== INPUT DATA ==
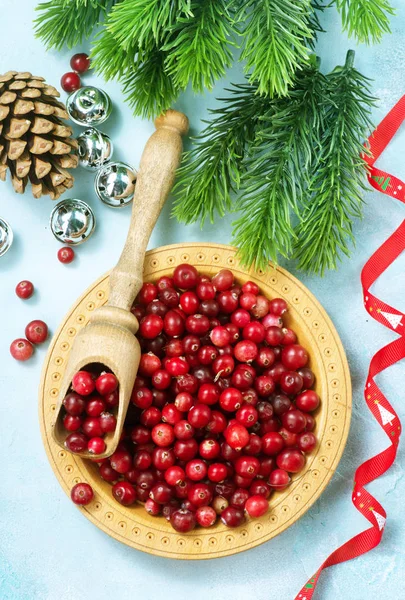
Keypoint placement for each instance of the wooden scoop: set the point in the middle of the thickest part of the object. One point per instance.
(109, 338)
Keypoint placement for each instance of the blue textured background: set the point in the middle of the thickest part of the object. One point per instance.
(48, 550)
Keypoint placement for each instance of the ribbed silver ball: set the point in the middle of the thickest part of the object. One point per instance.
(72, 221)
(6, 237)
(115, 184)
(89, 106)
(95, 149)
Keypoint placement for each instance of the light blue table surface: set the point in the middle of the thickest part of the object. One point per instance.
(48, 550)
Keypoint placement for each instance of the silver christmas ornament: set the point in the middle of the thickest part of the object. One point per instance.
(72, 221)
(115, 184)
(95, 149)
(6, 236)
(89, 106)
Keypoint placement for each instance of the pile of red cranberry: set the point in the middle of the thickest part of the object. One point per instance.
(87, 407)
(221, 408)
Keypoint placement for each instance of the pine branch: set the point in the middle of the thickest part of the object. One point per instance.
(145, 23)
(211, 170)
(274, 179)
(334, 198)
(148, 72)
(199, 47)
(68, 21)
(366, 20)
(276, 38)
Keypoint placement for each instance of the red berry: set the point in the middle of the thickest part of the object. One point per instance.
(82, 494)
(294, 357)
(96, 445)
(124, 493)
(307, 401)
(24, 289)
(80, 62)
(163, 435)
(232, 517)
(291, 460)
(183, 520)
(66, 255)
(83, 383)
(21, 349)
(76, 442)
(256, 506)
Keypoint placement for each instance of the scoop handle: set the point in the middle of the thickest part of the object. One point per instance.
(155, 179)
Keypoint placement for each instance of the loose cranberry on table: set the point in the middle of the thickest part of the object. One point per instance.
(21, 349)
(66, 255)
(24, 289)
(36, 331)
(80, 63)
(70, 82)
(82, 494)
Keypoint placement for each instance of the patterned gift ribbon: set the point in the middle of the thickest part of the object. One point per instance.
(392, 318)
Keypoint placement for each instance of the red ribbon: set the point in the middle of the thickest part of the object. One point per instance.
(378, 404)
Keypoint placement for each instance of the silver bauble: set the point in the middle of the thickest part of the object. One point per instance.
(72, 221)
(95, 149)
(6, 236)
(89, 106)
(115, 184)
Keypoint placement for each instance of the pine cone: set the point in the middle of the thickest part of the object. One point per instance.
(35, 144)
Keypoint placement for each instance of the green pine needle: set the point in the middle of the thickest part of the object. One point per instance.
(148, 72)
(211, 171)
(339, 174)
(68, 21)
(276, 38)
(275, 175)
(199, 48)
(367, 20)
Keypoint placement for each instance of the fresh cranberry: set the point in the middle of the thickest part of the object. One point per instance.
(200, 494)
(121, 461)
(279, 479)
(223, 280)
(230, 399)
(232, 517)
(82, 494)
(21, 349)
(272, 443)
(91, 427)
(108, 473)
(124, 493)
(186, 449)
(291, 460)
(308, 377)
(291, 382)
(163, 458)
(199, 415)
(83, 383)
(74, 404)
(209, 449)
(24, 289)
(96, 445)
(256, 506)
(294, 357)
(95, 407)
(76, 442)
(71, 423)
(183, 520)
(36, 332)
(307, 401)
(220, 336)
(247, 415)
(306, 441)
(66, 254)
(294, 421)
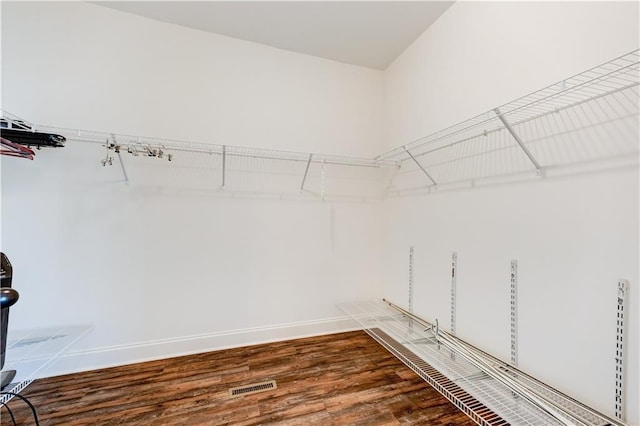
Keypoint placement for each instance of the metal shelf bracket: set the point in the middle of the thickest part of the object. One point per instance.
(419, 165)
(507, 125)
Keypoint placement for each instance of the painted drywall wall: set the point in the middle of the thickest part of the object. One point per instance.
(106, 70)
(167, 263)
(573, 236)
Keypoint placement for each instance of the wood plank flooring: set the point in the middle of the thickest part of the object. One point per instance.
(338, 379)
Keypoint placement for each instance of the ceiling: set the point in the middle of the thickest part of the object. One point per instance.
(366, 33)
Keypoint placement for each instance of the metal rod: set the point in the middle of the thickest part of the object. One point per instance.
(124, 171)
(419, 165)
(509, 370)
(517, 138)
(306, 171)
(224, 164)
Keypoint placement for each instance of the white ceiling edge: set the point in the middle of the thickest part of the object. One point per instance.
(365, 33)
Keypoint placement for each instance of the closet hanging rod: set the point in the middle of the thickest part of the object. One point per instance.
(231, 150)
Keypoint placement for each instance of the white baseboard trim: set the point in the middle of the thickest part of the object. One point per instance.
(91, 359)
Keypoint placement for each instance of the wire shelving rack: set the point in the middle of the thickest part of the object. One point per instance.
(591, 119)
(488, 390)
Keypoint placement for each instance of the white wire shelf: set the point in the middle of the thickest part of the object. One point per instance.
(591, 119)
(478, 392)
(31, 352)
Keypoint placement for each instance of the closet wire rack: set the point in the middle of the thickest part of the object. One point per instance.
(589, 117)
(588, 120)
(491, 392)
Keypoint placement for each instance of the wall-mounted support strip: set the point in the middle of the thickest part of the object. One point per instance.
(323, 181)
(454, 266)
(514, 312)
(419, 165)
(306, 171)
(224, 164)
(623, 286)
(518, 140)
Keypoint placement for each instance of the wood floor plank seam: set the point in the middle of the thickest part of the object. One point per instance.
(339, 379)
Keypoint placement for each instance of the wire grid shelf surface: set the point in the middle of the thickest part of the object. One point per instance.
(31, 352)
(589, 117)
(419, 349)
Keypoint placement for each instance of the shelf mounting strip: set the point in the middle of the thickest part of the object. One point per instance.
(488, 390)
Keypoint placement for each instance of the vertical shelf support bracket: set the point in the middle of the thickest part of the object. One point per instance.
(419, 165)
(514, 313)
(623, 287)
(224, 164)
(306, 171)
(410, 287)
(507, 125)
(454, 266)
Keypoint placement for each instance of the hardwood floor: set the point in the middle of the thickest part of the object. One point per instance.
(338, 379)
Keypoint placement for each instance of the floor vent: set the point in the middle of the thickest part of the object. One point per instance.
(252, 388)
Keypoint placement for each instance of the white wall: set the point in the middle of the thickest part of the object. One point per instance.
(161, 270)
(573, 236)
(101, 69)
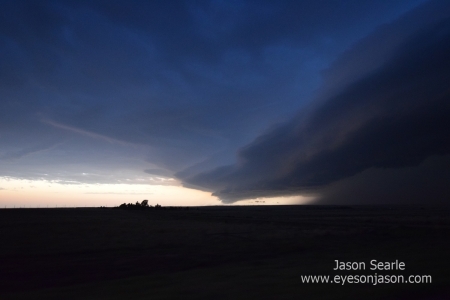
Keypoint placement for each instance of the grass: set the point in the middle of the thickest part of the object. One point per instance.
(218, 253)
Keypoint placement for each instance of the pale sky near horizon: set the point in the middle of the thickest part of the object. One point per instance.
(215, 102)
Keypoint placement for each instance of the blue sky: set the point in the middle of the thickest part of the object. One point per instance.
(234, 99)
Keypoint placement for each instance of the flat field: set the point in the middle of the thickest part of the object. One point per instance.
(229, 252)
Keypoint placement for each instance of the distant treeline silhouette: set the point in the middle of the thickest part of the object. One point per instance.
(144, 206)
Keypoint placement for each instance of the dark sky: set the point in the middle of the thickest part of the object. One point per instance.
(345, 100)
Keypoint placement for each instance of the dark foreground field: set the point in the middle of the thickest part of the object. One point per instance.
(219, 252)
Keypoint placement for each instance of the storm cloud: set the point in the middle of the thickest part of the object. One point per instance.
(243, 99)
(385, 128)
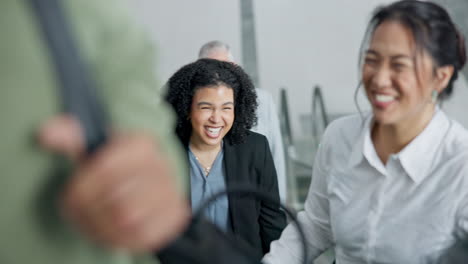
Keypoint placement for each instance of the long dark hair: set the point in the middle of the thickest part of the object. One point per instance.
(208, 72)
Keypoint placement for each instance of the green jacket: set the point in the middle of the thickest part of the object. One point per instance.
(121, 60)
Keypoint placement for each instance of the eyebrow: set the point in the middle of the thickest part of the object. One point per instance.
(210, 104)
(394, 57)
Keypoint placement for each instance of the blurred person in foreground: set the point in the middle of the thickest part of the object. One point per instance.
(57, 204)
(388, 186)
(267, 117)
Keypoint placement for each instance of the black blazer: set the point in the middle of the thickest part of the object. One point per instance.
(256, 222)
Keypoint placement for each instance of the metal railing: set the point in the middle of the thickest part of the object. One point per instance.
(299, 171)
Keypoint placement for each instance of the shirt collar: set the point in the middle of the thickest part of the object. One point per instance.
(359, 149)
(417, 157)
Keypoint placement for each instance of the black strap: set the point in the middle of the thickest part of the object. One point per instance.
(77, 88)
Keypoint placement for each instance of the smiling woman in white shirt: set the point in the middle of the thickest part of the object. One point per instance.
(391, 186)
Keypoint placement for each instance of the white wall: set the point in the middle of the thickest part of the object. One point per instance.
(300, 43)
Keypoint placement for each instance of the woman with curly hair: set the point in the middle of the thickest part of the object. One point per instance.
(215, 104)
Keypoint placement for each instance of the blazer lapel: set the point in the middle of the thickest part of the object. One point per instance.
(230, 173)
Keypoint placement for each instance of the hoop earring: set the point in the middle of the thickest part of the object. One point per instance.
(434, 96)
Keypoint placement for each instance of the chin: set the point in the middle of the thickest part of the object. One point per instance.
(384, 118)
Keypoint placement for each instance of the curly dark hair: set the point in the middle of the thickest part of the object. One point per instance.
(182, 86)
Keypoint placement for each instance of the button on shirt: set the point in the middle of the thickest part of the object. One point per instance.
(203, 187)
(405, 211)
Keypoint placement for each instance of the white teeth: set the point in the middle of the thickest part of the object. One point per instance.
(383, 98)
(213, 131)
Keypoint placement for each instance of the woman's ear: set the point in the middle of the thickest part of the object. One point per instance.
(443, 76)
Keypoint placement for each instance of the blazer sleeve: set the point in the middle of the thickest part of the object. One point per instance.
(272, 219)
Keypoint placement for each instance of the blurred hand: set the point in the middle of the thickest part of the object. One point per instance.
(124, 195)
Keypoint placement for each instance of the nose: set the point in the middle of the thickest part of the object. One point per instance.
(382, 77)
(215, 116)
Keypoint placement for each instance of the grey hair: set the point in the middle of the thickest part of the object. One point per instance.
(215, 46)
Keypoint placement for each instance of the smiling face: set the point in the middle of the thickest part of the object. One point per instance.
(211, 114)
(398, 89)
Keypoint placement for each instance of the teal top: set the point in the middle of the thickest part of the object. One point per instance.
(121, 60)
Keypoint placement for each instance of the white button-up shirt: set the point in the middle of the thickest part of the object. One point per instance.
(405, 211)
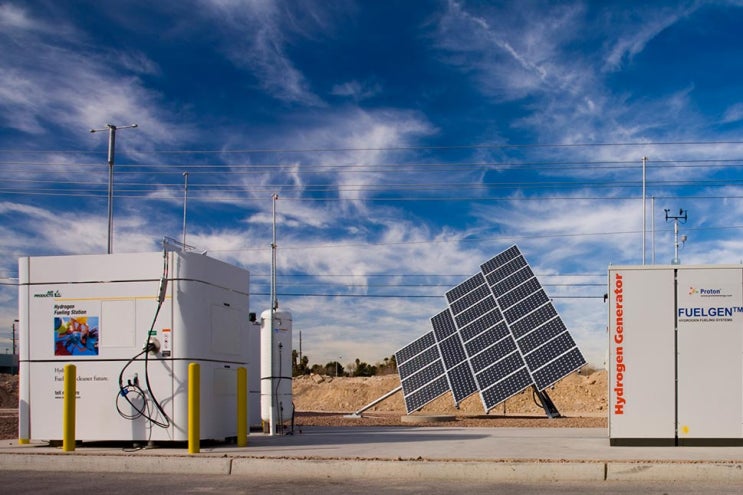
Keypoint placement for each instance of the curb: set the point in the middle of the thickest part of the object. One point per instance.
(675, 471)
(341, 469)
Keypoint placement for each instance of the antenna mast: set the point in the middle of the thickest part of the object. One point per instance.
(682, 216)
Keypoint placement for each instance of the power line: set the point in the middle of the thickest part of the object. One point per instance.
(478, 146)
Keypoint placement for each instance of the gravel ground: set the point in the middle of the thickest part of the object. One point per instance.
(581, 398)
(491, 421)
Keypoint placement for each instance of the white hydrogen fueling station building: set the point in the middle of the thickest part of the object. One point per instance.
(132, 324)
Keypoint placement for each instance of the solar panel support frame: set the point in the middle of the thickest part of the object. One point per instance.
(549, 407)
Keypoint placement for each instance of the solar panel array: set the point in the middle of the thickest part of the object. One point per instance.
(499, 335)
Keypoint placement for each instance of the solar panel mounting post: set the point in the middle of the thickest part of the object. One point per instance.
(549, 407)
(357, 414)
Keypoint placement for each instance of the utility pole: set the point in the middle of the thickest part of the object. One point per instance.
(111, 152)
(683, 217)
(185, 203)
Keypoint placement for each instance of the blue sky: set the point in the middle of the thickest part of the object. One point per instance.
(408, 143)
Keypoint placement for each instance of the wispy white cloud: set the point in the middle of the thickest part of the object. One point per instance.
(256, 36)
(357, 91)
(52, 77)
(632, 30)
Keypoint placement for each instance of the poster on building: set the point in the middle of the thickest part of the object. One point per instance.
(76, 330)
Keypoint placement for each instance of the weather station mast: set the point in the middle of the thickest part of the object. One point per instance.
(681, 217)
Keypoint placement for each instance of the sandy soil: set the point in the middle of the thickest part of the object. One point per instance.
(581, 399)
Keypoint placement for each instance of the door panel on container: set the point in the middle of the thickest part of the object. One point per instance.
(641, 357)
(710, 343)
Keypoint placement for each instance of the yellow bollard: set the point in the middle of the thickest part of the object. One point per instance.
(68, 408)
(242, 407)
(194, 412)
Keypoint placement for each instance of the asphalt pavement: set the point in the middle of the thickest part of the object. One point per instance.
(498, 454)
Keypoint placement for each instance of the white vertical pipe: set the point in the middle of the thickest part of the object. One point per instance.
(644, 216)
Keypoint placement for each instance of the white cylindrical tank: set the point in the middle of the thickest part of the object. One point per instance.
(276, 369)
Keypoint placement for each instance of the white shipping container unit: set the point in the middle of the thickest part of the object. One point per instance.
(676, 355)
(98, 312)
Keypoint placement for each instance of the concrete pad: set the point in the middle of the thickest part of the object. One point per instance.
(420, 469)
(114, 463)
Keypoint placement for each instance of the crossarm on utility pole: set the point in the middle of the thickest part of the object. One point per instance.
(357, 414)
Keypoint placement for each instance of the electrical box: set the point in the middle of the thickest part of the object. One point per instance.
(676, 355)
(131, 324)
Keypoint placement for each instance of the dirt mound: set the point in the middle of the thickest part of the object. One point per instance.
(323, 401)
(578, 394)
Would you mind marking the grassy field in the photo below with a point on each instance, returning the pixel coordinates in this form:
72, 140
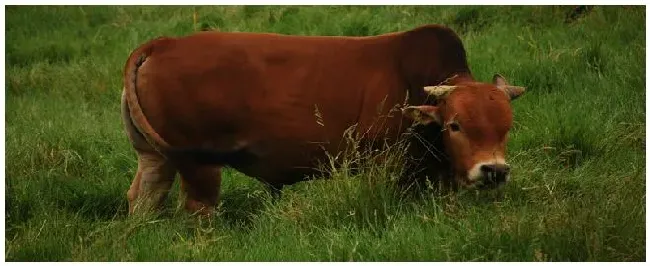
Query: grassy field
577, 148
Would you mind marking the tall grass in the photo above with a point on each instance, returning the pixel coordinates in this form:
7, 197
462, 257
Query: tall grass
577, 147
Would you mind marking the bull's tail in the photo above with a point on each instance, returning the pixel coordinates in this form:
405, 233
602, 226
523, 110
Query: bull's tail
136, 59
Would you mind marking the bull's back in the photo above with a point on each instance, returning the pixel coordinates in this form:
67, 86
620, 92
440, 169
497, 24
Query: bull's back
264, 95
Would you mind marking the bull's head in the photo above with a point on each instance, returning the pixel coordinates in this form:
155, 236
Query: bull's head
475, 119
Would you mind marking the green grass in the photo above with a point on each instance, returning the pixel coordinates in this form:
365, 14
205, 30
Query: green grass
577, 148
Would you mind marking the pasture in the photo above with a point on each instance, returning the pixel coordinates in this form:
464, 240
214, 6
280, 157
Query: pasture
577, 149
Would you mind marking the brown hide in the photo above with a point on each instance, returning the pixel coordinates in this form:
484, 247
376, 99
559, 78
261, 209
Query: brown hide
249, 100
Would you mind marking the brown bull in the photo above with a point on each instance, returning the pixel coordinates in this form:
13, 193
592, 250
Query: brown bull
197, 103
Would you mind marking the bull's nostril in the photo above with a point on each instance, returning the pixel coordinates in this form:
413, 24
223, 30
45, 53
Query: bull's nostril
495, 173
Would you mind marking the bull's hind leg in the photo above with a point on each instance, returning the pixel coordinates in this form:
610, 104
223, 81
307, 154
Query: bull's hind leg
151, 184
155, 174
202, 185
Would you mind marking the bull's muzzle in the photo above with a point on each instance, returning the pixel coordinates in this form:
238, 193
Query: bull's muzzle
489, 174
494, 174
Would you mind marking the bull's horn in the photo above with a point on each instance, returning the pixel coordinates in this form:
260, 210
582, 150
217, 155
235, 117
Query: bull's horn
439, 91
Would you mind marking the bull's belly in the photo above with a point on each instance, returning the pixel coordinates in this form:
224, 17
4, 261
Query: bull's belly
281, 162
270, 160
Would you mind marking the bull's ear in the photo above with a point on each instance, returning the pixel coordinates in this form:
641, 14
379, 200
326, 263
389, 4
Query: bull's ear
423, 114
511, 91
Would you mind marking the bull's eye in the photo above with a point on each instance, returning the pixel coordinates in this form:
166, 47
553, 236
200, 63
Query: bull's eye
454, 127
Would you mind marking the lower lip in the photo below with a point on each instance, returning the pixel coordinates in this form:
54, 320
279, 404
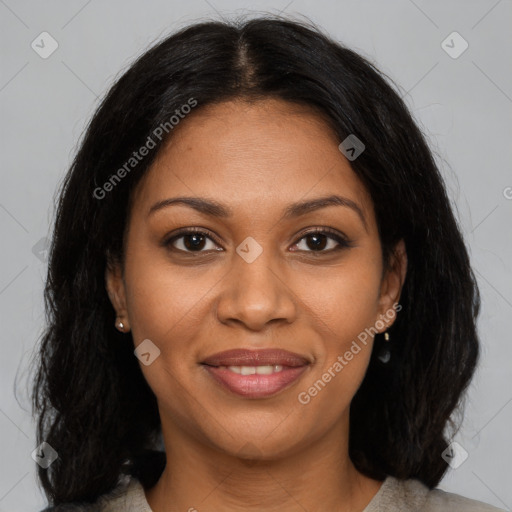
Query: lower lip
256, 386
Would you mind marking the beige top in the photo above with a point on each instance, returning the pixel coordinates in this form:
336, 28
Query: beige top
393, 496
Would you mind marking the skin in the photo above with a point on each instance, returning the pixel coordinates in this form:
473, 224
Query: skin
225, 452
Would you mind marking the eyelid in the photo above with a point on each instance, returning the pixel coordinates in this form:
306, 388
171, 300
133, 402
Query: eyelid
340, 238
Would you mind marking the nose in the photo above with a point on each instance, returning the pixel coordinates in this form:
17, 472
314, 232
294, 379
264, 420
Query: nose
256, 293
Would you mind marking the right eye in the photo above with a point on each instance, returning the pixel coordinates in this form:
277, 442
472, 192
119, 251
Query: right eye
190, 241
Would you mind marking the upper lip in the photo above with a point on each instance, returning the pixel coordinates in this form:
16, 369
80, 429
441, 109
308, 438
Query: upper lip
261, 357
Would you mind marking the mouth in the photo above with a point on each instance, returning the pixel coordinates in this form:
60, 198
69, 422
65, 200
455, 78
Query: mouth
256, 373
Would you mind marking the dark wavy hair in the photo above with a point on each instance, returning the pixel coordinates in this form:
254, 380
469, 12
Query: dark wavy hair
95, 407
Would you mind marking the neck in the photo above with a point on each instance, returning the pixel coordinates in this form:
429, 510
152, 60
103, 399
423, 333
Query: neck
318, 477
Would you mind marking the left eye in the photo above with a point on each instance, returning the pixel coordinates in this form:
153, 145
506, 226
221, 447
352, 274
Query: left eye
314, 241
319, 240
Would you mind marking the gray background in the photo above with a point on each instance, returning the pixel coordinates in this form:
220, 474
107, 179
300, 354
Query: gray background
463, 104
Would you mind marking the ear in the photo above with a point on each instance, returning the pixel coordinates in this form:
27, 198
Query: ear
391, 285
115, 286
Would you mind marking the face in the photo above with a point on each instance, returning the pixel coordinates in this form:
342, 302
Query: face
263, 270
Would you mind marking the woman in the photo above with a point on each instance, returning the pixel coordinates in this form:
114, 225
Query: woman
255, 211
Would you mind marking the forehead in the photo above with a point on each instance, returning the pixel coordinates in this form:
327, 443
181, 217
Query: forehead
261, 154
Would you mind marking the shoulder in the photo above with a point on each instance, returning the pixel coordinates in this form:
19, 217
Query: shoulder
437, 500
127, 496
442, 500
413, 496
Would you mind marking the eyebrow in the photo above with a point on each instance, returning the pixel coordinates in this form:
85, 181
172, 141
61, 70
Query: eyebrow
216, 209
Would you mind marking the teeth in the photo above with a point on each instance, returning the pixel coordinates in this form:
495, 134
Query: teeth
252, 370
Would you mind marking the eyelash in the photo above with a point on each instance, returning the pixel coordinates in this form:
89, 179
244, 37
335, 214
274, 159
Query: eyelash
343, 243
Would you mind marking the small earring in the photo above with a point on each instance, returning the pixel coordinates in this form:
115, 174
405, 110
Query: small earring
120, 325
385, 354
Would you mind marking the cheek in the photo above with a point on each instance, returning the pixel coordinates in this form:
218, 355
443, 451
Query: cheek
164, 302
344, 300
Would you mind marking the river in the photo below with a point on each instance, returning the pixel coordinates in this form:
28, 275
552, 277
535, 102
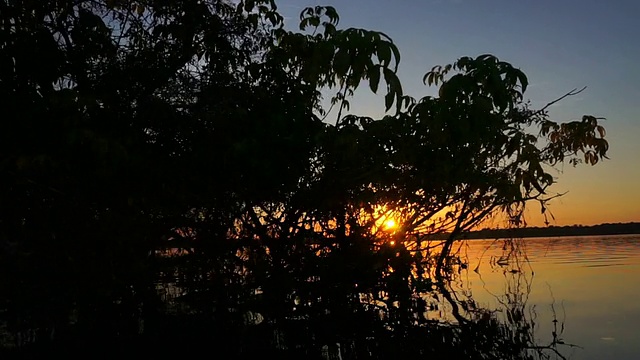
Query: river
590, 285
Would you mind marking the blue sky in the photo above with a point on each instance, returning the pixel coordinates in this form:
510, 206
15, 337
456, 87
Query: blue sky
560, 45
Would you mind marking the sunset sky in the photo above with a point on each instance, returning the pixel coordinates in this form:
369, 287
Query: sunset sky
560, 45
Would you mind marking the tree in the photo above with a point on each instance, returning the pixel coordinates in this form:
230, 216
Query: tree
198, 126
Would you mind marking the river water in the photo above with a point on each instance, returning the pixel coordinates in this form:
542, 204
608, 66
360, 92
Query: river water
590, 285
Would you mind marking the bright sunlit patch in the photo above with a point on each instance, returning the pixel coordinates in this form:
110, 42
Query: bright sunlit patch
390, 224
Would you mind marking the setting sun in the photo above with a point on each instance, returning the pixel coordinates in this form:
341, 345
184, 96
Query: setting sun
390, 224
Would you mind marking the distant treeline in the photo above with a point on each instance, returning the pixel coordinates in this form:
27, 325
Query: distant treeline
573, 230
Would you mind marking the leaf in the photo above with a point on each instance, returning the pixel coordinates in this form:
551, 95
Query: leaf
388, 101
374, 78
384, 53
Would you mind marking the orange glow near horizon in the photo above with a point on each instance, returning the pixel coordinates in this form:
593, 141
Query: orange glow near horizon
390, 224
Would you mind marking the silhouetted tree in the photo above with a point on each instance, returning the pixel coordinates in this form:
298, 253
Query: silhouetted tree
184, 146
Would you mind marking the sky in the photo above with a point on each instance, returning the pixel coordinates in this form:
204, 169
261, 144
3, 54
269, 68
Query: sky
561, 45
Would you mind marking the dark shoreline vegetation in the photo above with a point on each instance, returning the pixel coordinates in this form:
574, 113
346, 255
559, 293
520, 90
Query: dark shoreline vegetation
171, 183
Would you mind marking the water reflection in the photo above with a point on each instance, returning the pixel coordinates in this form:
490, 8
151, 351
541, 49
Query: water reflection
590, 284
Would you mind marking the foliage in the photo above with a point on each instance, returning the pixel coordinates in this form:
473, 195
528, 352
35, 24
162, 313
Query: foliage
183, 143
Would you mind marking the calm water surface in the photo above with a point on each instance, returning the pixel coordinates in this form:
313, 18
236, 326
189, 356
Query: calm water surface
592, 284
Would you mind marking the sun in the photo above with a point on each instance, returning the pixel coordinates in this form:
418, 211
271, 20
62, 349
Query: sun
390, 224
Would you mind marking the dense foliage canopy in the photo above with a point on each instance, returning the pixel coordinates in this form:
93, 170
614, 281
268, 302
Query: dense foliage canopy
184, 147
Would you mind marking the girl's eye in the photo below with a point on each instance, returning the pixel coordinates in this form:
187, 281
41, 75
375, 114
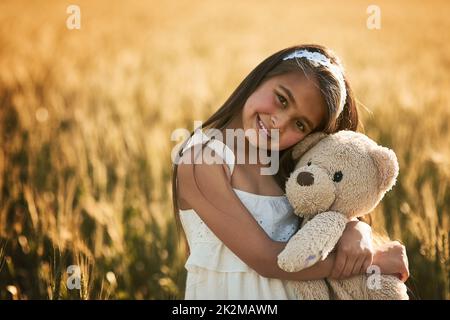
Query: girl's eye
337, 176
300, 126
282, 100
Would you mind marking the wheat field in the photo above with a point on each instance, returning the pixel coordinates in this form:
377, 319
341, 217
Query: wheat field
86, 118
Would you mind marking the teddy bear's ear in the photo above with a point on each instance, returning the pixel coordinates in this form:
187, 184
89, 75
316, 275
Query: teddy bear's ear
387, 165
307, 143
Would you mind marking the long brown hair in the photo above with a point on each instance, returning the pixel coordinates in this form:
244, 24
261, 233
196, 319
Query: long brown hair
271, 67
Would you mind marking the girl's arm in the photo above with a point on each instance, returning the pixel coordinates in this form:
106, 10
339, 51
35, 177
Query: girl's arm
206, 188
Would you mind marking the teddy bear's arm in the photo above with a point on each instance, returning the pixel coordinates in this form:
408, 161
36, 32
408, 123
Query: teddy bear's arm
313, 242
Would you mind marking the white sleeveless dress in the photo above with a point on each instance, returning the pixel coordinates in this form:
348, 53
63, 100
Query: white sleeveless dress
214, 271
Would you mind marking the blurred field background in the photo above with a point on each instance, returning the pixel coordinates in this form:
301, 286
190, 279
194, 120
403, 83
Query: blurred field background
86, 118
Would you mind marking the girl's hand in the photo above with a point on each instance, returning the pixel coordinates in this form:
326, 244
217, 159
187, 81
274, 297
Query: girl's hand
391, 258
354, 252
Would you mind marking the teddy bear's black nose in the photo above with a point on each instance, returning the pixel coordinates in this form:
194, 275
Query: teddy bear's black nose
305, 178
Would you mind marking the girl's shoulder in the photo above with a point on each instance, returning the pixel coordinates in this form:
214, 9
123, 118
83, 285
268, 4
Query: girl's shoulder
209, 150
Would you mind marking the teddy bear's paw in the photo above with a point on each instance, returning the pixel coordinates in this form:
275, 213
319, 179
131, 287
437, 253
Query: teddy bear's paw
===
A copy of each line in the data above that holds the string "below" is needed.

Would you mind marking the grassy field in the photo below with a point on each instance, returning the pixel coordinates in this form:
Would you mind marking the lower lip in the photo below with a point on each instance, returning the pixel coordinates in this form:
Would you mind marking the river in the photo below with a point on each instance, returning the pixel coordinates in this form:
Would you mind marking the girl's eye in the photo below with a point on each instance, returning the pixel coordinates in this form:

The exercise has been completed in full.